» WHAT IS NEEDED
From the line containing "Find the pink pillow" onward, every line of the entries is to be set down exactly, the last line included.

Data extracted from a collection:
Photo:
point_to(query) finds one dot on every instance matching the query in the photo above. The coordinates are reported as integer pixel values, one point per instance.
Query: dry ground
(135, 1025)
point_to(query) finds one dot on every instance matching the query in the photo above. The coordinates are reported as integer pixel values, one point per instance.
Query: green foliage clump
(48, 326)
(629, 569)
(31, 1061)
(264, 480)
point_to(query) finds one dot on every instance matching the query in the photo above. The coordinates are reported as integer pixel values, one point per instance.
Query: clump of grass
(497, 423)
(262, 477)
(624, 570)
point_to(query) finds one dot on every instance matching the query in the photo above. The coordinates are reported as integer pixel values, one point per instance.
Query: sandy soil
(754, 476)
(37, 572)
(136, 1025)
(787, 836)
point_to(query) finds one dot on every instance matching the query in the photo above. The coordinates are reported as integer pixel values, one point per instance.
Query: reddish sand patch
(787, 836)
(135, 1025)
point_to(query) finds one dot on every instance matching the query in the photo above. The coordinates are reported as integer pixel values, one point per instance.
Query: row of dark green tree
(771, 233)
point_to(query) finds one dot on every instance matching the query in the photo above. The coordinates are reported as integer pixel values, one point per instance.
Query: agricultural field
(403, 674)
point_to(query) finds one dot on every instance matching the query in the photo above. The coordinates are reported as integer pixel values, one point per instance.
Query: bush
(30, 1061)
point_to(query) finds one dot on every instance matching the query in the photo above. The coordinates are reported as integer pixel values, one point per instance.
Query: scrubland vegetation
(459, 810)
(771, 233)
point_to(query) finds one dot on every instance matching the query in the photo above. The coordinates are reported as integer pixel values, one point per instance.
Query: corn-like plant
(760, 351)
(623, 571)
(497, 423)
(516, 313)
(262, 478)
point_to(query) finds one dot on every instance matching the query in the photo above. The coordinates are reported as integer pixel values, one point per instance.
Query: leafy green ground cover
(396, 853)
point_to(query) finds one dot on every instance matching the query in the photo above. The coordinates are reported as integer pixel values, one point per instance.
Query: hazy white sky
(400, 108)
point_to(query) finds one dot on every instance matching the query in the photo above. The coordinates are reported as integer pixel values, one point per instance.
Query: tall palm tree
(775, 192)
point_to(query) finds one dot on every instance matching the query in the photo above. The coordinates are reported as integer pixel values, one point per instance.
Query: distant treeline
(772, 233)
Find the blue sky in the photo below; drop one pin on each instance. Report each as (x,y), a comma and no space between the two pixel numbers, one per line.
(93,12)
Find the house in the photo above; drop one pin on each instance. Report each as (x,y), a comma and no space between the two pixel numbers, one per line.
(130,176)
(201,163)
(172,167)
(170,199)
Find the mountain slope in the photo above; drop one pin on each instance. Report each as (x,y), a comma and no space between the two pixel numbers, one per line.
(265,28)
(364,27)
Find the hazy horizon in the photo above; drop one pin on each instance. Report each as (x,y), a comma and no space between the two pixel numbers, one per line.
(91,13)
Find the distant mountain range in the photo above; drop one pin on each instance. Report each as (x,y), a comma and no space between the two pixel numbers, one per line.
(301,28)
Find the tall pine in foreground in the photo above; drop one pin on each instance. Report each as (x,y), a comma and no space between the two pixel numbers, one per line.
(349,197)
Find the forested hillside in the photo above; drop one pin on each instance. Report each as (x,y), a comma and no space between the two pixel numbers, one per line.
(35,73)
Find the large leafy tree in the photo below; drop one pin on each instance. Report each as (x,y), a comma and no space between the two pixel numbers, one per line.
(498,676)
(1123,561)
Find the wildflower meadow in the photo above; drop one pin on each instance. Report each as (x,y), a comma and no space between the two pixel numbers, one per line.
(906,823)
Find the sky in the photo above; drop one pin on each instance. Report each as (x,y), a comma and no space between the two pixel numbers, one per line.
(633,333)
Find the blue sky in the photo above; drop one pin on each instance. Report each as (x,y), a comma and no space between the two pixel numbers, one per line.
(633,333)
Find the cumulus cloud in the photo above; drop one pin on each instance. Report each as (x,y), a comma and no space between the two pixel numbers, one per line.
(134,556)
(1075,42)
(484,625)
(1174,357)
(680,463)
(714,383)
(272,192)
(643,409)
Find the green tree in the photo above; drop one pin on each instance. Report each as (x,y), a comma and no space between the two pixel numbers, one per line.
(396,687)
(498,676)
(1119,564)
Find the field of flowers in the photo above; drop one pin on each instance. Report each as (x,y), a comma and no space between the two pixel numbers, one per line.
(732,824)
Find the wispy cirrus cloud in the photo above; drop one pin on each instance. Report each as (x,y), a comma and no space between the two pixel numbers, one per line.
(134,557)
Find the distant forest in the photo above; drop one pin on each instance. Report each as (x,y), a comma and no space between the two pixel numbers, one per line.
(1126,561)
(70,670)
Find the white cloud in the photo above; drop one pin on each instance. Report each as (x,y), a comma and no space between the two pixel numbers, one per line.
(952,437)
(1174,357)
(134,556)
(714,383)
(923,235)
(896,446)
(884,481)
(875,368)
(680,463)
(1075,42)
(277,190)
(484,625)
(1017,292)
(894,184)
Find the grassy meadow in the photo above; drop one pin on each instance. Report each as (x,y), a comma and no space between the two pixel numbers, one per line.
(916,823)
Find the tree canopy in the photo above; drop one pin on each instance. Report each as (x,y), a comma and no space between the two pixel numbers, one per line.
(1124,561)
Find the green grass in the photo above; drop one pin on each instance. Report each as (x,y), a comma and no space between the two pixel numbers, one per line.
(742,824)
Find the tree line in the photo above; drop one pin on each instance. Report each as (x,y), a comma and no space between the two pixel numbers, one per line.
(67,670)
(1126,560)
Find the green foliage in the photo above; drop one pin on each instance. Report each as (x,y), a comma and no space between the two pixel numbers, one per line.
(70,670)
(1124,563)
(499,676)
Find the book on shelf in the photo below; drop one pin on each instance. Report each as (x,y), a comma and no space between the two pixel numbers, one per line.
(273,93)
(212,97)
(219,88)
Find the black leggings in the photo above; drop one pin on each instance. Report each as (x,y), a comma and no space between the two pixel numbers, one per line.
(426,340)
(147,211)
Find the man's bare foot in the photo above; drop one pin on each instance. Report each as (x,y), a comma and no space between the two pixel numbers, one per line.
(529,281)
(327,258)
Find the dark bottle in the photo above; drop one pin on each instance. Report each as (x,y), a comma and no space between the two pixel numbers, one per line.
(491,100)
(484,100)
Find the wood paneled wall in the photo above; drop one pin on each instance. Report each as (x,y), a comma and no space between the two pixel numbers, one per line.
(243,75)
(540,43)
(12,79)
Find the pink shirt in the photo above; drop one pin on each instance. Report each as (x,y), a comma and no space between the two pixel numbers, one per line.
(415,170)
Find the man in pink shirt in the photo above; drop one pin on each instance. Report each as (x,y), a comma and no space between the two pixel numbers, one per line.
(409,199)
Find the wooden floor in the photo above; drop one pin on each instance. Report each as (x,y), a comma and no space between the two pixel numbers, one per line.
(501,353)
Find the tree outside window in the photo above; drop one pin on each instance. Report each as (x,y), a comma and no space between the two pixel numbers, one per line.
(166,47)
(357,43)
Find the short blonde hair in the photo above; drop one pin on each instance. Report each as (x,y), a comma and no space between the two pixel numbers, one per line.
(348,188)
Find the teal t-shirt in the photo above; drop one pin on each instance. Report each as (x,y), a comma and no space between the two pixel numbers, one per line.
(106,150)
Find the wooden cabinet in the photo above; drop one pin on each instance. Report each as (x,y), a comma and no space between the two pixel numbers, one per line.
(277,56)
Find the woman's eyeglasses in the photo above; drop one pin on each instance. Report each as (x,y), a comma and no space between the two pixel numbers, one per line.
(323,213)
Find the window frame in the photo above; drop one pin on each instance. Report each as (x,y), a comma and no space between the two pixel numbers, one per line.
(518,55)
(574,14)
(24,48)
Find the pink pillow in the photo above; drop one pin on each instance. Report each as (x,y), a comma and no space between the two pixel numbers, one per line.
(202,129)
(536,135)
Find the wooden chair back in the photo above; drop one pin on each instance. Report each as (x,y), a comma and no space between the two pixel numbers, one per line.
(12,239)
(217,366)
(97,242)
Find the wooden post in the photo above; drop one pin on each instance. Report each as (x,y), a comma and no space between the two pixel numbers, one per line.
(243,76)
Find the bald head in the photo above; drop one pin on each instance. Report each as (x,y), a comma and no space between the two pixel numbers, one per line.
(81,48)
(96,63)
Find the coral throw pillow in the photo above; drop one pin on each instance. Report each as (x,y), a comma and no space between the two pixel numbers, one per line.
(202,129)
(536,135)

» TASK ANSWER
Find the pink pillow in the photo above; drop one pin on each instance. Report each as (x,y), a comma and no space between the two pixel numbers, one per line.
(202,129)
(536,135)
Find the wooden chair back in the photo above; drop one pin on each instance. Report each as (x,y), a comma and no space between the two pixel numbers, one per line.
(12,239)
(217,366)
(97,242)
Find the wooden post in the photo above; drop one pin on each instance. Report each as (x,y), a comma and no space between the two pixel numbers, one per line.
(243,76)
Find the bald head in the photo above; drop one pin on each instance. Report each as (x,y), a comma and no space between the two pixel numbers, one per line.
(81,48)
(96,63)
Find the coral throw pillow in the photo above; drop one pin on each instance. Report each as (x,y), a comma and no space between the two pixel numbers, one per line.
(202,129)
(536,135)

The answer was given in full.